TASK GOAL =
Print again, word for word, all of the records below, and leave the pictures out.

Image-grounded pointing data:
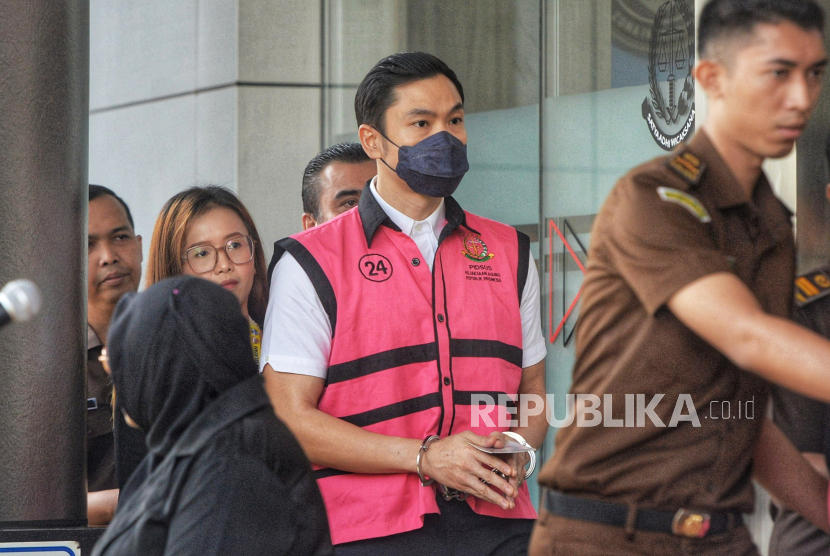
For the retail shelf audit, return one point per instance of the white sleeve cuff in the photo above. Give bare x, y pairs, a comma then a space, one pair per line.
294, 365
533, 354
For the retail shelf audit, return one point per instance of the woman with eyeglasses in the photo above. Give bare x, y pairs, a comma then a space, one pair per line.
207, 232
204, 231
223, 474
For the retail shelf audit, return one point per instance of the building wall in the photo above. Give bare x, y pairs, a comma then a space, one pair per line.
186, 92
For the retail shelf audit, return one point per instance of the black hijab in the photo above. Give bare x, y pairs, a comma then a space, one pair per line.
173, 349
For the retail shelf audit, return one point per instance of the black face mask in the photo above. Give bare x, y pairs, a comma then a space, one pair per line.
433, 167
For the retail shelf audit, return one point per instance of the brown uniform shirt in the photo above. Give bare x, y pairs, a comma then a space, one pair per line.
665, 225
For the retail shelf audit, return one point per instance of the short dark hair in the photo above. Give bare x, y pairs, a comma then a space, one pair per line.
349, 153
376, 92
725, 18
96, 191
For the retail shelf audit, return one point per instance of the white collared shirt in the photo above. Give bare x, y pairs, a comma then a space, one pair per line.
296, 336
424, 233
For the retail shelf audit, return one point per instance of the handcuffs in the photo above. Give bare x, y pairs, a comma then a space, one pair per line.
454, 494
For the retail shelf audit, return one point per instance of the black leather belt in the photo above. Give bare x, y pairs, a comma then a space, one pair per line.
683, 522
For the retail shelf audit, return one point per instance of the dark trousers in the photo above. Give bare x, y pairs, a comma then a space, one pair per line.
559, 536
458, 531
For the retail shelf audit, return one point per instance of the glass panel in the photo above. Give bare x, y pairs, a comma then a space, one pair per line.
609, 67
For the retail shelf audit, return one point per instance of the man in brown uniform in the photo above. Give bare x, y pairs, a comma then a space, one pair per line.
688, 286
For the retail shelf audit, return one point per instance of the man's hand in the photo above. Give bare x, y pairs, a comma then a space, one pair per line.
454, 463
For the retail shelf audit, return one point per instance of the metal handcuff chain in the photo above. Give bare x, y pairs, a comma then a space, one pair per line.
520, 439
455, 494
447, 492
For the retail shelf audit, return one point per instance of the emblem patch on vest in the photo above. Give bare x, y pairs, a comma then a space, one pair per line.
375, 268
476, 250
686, 201
810, 287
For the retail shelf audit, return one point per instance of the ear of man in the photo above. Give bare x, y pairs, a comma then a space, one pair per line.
372, 141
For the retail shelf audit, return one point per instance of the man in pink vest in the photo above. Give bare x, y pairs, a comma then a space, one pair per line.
389, 326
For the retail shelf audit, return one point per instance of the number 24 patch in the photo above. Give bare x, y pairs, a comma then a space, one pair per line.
375, 268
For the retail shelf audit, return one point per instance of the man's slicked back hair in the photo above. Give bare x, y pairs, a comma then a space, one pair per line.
348, 153
96, 191
724, 19
376, 92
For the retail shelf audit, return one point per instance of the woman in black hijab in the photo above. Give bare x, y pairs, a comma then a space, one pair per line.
223, 474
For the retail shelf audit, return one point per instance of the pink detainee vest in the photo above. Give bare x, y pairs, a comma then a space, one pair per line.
411, 347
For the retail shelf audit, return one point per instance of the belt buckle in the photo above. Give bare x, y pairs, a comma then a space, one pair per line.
687, 523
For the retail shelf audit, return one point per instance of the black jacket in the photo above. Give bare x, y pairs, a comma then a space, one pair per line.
237, 482
223, 474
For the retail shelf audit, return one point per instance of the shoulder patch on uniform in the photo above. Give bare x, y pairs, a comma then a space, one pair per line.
686, 201
811, 286
689, 167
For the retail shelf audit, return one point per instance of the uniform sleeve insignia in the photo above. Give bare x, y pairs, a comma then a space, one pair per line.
689, 167
686, 201
810, 287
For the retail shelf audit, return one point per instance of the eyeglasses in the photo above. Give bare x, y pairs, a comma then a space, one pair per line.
203, 258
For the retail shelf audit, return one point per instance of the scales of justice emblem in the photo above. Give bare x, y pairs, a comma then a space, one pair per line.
670, 108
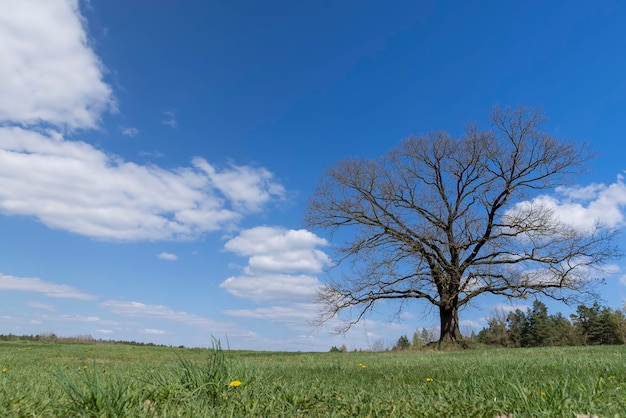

COMPLETED TASK =
For the retail shelf audit, return one point per instance of the white sleeve cuff in the photo above. Give bare x, y pairs, a comma then a space, one pair per line.
294, 365
533, 354
For the retail shelf audit, return one point per instance of the woman with eyeglasses in the photo above. Give bare x, y pairs, a comma then a space, one pair per line.
207, 232
204, 231
223, 474
For the retail shelf audit, return one point per instance of the building wall in the photo above. Give bare x, y pairs, a comma then a space, one pair per line.
186, 92
For the retail shelf audit, return one point per instance of the black hijab in the photo above. Give bare x, y pairs, a comma then a space, one pair per line.
173, 349
For the retail shelf audit, return one point per instance of the black face mask in the photo above. Give bare x, y pairs, a comma then a space, one pair per line.
433, 167
For the retail shelf audit, return one point per instance of the brown uniform shirt in the photo above. Give bare x, y pairs, a comma then a space, one pair per line.
665, 225
For the retail shelf audit, return one point per instance of the short dark hair in the photo above. Give bare x, y pairs, a comma then a space, one pair per line.
349, 153
376, 92
725, 18
96, 191
For the retail shelf audit, return one point per instance of the white collared shirt in the photo above. Give bare x, y pairs, a comma then a space, one pair per line.
296, 336
424, 233
For the retail shelf audit, return one point per instance of the handcuffs in the photo above. Give bare x, y pairs, a comma then a space, one pair per line.
454, 494
For the retail shelf audit, return one point per instance of the black leather belt in the photo above. Give bare x, y pairs, a comma then a space, one pair per line.
683, 522
For the retail shelf audit, return one point per instance of the dark trousers in the photo above. Give bare x, y pairs, a comma then a space, one pair per line.
559, 536
458, 531
For the retail shelf audit, return one point per instance of the glass panel in the photo above. Give bare x, y pairs, a comma then a space, one pair per line.
609, 67
For the retail shelf audit, return one point per instance of the man in brown uniform in the photo above. Give bare x, y pairs, a comma then a space, one pair per line.
688, 286
For the retail shelf audit, return one point per instance of the man's hand in the photo above. Give bare x, y pairs, a comma then a space, one pair per line.
454, 463
For the retail shelf audit, return one point per instance of the metal handcuff chain in the photo above. Give bare x, y pairs, a comma then a space, one pair per line.
520, 439
455, 494
447, 492
For the retail shelf audit, return one point per instance of the emblem patch on vest in the photo above. Give bare x, y pairs, a comma then a space, one pair per line.
375, 268
476, 250
686, 201
810, 287
For the retail shelf audit, return one point per instance of the ear of man in the photo above. Give bare x, y pairs, a comma then a space, one pair per line.
372, 141
For the retail shelf audit, return one point per instance of the man in pink vest in the photo above. Give bare x, y pairs, a comma then a space, one pair per line.
389, 326
For the retail shelf audit, return one point per instance of the number 24 patch in the photo above. Give bare x, y pairs, a comma then a space, one pair per line.
375, 268
For the retail shelf audit, return one point per instance of the man's slicked back hair in the photo above. Give bare x, y pairs, a comma then a space, one pair per line.
348, 153
96, 191
724, 19
376, 92
For the retail shelf audit, return one point per instance of the woman in black hijab in the photo above. Give bare x, y pairs, a comma then a space, one pair per line.
223, 474
For the retail shelf audit, return one point per instance of the pink detainee vest in the photo above. Give bare x, y pairs, a comma then a space, one pair per line.
411, 347
For the retail shelf audit, return one point per instance of the belt buckle in the photo above. Give bare x, y pairs, a comma then a space, one pair per line.
687, 523
For the retail shelf audit, return one point per instance of the black jacket in the photo above. Give bare x, y pairs, a comma then a space, one pair per line.
237, 482
223, 474
For the retail shelf audit, return one point per instance of the shoulder patch on uniform in the photo above. Give bare x, y pairs, a comma then a space, one pair per line.
686, 201
811, 286
689, 167
For the retail shelf audit, return one point per instance of the uniform sleeve insignia in the photo above. Give bare x, y pairs, a comma then a space, one pair per line.
689, 167
686, 201
810, 287
For the retail shelf audit, return one point per instance of the eyeglasses in the photo above. Give bare x, y pairs, a comma then a space, one pair per line.
203, 258
For the retail shelf audit, return one point per instance of the scales of justice emblem in the photo above. Give bare x, y pairs, a comma then a space, one pair per line.
670, 108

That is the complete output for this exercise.